■ COSA FARE
Per favore, rispondi alle seguenti domande sull'estratto dedicato agli svedesi a Saint-Barthélemy.
(a) In che anno gli svedesi diedero vita a fort Christina?
(b) In cambio di che cosa il sovrano Gustavo III ottenne la possibilità di colonizzare Saint-Barthélemy?
(c) A quale anno risale il Codice Von Rosenstein?
╭─ ESTRATTO
Gli svedesi a Saint-Barthélemy tra economia schiavista e Codice nero von Rosenstein (sec. XVIII-XIX)
Abstract
Tra XVII e XIX secolo anche la Svezia, sulla scia delle grandi potenze europee, provò a costruire un impero coloniale. Condotti sulle rotte atlantiche dalle sapienti mani dei mercanti olandesi, gli svedesi avrebbero dato vita nel Delaware al loro primo possedimento stanziale nel Nuovo Mondo, fort Christina (1638). L’impeto coloniale portò gli svedesi a inserirsi nel grande circuito della tratta degli schiavi, costruendo sulle coste dell’odierno Ghana diverse fortificazioni dove venivano rinchiusi gli schiavi in partenza per il Nuovo Mondo. Una volta perse queste piazzeforti a favore di danesi e olandesi, nel corso degli anni Cinquanta del XVII secolo, le velleità imperiali svedesi sarebbero rimaste silenti fino alla fine del secolo XVIII. Nel 1784 in cambio di alcune concessioni commerciali fatte ai francesi nel porto di Göteborg, il sovrano Gustavo III avrebbe ricevuto in cambio la possibilità di colonizzare l’isola di Saint-Barthélemy. Gli svedesi avrebbero tentato di trasformare questo piccolo isolotto, poco distante dalle Grandi Antille, in un centro di riferimento per il commercio caraibico e per la tratta degli schiavi tra XVIII e XIX secolo. Per gestire una colonia in parte fondata sullo sfruttamento della manodopera schiavile, anche le autorità svedesi ricorsero alla promulgazione di leggi schiaviste, conosciute come Codici neri. Chiaro esempio è il Codice Von Rosenstein del 1787.
╰─
╭─ VOCI FORNITE
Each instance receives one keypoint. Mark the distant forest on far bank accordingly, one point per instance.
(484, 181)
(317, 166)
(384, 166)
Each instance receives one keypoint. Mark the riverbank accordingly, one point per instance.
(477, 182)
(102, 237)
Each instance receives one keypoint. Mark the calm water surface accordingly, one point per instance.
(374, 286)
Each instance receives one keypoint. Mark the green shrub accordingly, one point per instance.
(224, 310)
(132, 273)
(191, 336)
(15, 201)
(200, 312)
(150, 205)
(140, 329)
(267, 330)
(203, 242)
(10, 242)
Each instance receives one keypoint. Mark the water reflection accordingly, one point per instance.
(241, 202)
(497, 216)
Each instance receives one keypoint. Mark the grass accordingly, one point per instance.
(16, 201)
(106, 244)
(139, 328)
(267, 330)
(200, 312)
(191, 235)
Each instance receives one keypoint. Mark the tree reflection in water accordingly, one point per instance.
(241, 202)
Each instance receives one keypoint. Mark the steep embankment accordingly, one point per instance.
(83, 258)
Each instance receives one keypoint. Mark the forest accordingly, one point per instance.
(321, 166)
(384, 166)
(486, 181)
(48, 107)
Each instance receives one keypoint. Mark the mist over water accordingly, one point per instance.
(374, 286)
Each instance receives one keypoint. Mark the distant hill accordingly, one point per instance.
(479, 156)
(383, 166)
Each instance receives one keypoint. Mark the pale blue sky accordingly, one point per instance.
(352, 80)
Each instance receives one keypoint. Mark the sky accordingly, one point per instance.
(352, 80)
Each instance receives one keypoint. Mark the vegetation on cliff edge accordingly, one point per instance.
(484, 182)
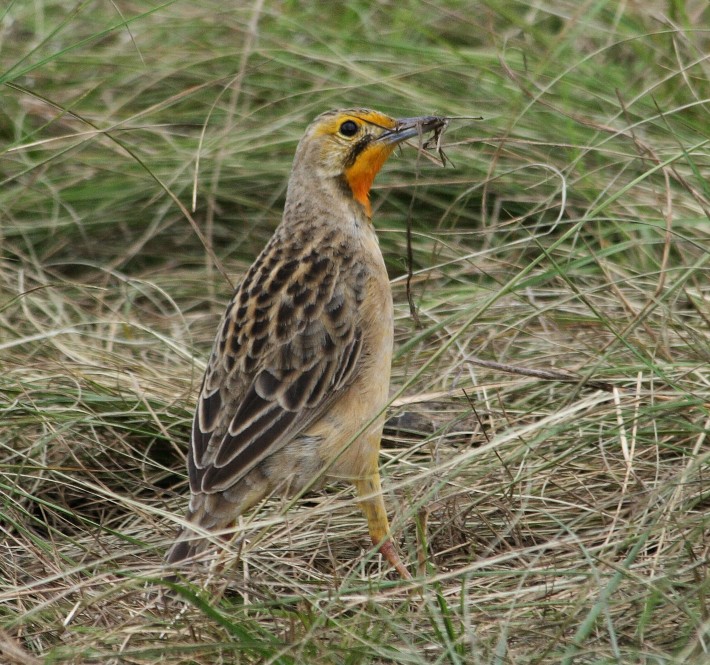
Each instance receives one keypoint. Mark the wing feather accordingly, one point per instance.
(289, 342)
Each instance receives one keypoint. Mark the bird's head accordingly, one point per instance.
(351, 145)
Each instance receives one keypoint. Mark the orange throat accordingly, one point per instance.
(361, 174)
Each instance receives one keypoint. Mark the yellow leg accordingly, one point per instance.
(373, 506)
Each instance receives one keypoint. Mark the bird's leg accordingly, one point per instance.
(373, 506)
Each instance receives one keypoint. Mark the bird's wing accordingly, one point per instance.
(289, 343)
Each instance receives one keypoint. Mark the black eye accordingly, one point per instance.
(348, 128)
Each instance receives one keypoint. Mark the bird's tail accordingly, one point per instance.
(207, 513)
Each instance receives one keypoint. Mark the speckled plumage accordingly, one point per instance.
(301, 362)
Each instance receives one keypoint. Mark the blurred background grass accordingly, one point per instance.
(552, 521)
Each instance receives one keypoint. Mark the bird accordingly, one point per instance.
(297, 383)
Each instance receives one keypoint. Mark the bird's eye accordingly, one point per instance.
(348, 128)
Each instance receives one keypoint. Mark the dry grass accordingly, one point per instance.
(548, 520)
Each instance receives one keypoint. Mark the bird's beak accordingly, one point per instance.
(407, 128)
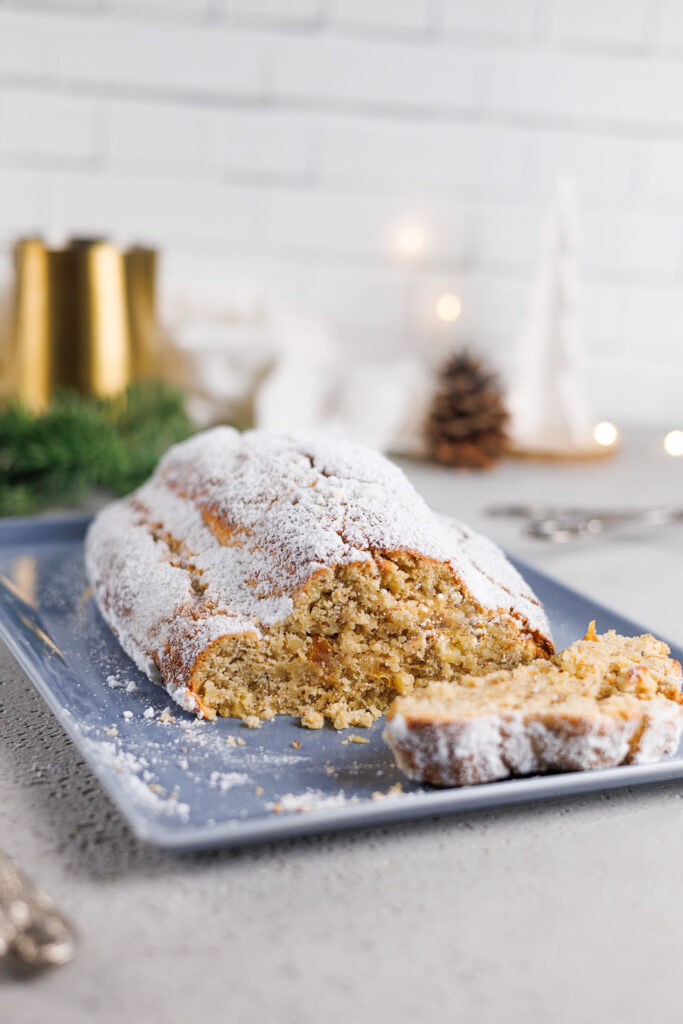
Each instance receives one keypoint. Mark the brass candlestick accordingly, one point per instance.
(84, 317)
╰─
■ RISPOSTA
(a) Nel 1638.
(b) In cambio di alcune concessioni commerciali fatte ai francesi nel porto di Göteborg.
(c) Al 1787.